• [Directions for this task] The output is the line holding "the cat's paw" and all lines after it to the end of the records below; restate them unchanged and add nothing.

• [Record set]
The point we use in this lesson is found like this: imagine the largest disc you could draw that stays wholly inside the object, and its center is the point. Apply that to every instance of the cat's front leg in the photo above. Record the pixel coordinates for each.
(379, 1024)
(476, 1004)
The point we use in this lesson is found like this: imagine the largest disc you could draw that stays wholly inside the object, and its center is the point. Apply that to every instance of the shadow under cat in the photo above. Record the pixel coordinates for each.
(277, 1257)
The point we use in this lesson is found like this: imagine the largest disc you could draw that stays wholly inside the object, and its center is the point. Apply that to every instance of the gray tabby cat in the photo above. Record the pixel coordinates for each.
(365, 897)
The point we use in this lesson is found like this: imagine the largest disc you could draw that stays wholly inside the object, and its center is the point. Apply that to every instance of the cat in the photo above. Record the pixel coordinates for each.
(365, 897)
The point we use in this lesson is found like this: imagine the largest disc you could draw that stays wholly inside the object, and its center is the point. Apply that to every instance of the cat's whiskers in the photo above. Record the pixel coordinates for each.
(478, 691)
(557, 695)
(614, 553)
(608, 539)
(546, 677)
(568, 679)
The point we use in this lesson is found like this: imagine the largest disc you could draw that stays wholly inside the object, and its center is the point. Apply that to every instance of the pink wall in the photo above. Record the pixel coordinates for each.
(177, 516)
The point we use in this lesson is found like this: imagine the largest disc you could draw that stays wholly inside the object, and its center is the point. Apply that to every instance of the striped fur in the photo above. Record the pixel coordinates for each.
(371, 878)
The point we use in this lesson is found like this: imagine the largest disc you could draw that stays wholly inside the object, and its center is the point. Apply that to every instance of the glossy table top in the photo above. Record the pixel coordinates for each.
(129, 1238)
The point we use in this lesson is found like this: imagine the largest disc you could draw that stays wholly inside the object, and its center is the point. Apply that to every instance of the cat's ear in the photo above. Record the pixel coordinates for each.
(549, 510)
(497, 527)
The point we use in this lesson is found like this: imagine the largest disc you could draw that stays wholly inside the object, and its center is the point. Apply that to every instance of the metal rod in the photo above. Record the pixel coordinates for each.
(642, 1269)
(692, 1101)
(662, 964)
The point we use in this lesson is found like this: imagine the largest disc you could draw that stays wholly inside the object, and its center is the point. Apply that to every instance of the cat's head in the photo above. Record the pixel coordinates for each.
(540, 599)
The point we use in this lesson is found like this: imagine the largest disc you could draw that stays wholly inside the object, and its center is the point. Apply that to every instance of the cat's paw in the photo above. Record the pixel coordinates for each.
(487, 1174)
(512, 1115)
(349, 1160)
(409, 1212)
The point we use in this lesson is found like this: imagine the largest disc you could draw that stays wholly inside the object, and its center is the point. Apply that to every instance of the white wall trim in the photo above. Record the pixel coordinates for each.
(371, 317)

• [Answer section]
The point we use in this lesson is found like this: imagine the largest disc you could draw that stays wholly inside the object, and its center is the point. Apply that to every instance of the cat's paw in the photo above. Record the pixel coordinates for each.
(487, 1174)
(512, 1115)
(349, 1160)
(409, 1212)
The point we use in this lesson is found like this: imagine the largest disc you could draw that stays wholly inside the object, and its center is the point. Apply that to every instance of the white wall trim in the photo above. Record the pixel coordinates for each.
(371, 317)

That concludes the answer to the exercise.